Was there also a story that some Nazi saved your great-grandmother’s life?

“That’s right. It’s an extraordinary story.

“Alphonse had a villa in the Bubeneč district in Prague where he lived and had his studio. And a high-ranking officer of the Wehrmacht took over that house during the war.

“He knew that my great-grandmother was Jewish and that my great-aunt was Jewish and he protected them and protected the collection, through the war.

“There’s a beautiful coda to that story, which is that in the 1970s my grandfather Jiří organised an exhibition in Frankfurt and when he was opening it an elderly gentleman came up to him and introduced himself – and it was in fact this officer from the Wehrmacht.

“My grandfather took him through the exhibition and talked to him about it and asked him which was his favourite.

“The gentleman said, I really like this poster, because this was something that I had in my study. I know that you were fighting in the Royal Air Force, I was fighting on the Eastern Front, but when I was on leave and I could come home this is something that reminds me of happy times with my family in your family’s house and in your family’s gardens.

__AVAILABLE DATA__
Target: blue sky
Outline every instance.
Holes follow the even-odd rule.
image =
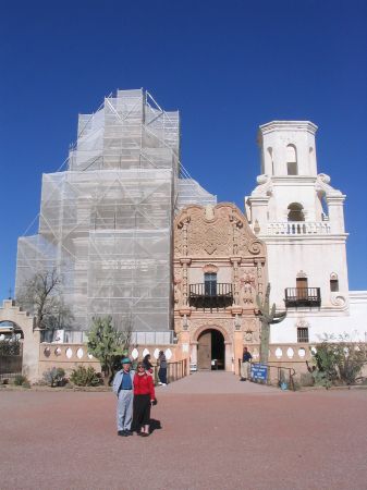
[[[347,195],[350,287],[367,290],[365,0],[14,0],[1,2],[0,36],[0,297],[77,114],[140,87],[181,111],[193,177],[242,209],[260,173],[258,125],[316,123],[318,170]]]

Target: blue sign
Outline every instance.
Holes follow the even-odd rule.
[[[252,378],[266,381],[268,378],[268,366],[259,363],[252,364]]]

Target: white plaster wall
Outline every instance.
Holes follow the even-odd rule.
[[[342,316],[332,313],[298,310],[290,311],[284,321],[271,326],[271,343],[296,343],[297,322],[302,319],[308,323],[309,342],[319,342],[325,334],[350,335],[354,342],[367,341],[367,292],[351,292],[350,311]],[[357,295],[357,301],[354,295]]]
[[[267,243],[268,277],[271,284],[271,302],[284,308],[284,290],[296,286],[297,273],[302,270],[308,279],[308,287],[320,287],[321,305],[332,306],[330,274],[339,278],[339,292],[347,301],[347,270],[345,243],[332,238],[279,240]]]

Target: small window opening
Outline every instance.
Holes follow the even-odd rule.
[[[298,203],[292,203],[288,207],[288,220],[289,221],[305,221],[305,215],[303,206]]]
[[[308,328],[307,327],[298,327],[297,328],[297,342],[308,343]]]
[[[217,272],[205,272],[204,287],[207,296],[215,296],[217,294]]]
[[[286,147],[286,172],[288,175],[298,175],[297,151],[294,145]]]
[[[339,291],[339,280],[338,279],[330,279],[330,291],[332,293],[335,293]]]

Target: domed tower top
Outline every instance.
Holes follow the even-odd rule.
[[[269,176],[317,176],[315,134],[310,121],[271,121],[259,127],[261,173]]]

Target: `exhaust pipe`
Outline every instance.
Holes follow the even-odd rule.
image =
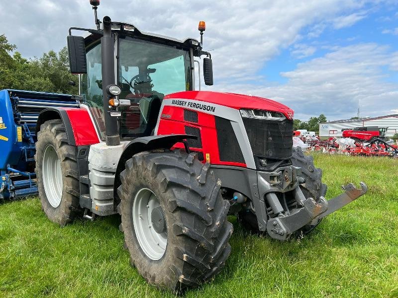
[[[109,113],[106,86],[115,83],[114,46],[111,31],[112,21],[107,16],[102,20],[103,36],[101,37],[101,58],[102,59],[102,99],[103,116],[105,119],[105,130],[106,145],[114,146],[120,144],[117,127],[117,118],[111,117]]]

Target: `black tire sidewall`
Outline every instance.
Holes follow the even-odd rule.
[[[67,171],[70,169],[66,168],[67,165],[64,161],[65,154],[60,147],[62,142],[57,138],[57,133],[54,129],[54,126],[62,124],[60,120],[48,121],[42,127],[36,143],[36,173],[37,178],[37,188],[39,192],[42,209],[48,219],[60,224],[61,226],[65,225],[74,217],[74,213],[71,210],[71,195],[66,191],[66,186],[71,184],[70,178],[67,177]],[[44,151],[49,145],[52,146],[60,159],[61,172],[62,173],[62,194],[60,204],[57,207],[53,207],[47,198],[44,189],[43,177],[43,157]],[[68,145],[69,146],[69,145]],[[77,170],[77,169],[76,169]],[[70,188],[76,188],[76,185],[69,185]],[[78,190],[77,191],[79,191]],[[76,199],[75,199],[76,200]],[[76,205],[76,204],[75,204]],[[75,206],[76,209],[77,206]]]
[[[170,274],[169,265],[174,264],[179,260],[174,257],[171,247],[184,245],[181,237],[177,238],[177,236],[173,232],[173,227],[171,224],[176,222],[174,215],[169,212],[167,207],[167,202],[172,200],[169,198],[167,192],[160,193],[161,189],[159,182],[153,179],[149,171],[146,169],[139,168],[140,171],[134,173],[134,183],[131,183],[131,191],[127,194],[127,200],[122,200],[121,209],[122,224],[124,231],[125,240],[128,243],[129,250],[132,261],[136,264],[136,267],[140,273],[144,275],[145,272],[156,273],[157,276],[167,277]],[[148,257],[141,247],[133,222],[133,204],[134,198],[138,192],[143,188],[147,188],[152,191],[158,199],[166,218],[166,226],[167,227],[167,244],[166,251],[163,256],[159,260],[154,260]],[[152,283],[167,284],[168,280],[159,281],[155,280],[155,275],[153,279],[149,281]]]

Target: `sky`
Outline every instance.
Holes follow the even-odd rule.
[[[101,0],[98,13],[181,39],[205,21],[206,89],[274,99],[302,120],[398,114],[398,0]],[[59,51],[72,26],[95,27],[89,0],[0,0],[0,34],[24,57]]]

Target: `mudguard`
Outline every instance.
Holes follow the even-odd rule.
[[[96,128],[87,110],[61,107],[46,109],[40,113],[37,119],[36,135],[41,124],[53,119],[62,120],[70,145],[82,146],[100,143]]]

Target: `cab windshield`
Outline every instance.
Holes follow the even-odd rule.
[[[192,89],[188,50],[126,37],[118,45],[118,84],[120,99],[129,107],[120,108],[119,131],[122,138],[150,135],[156,125],[166,94]],[[82,75],[81,95],[104,140],[101,45],[87,51],[87,74]]]

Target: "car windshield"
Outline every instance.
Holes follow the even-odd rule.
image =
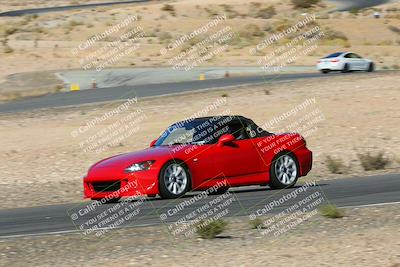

__TASKS TO CARRY OUT__
A – Sum up the interview passage in two sentences.
B – Print the stretch of the interview passage from "Was there also" through "during the war.".
The listing comes from a separate source and has nothing to do with the interview passage.

__ANSWERS BELOW__
A – During the war, a high-ranking Wehrmacht officer took over Alphonse's villa in Prague's Bubeneč district and protected the speaker's Jewish great-grandmother and great-aunt, as well as the collection. In the 1970s, the officer met the speaker's grandfather Jiří at an exhibition in Frankfurt and said his favorite poster, which he had kept in his study, reminded him of happy times with his family in the family's house and gardens.

B –
Was there also a story that some Nazi saved your great-grandmother’s life?

“That’s right. It’s an extraordinary story.

“Alphonse had a villa in the Bubeneč district in Prague where he lived and had his studio. And a high-ranking officer of the Wehrmacht took over that house during the war.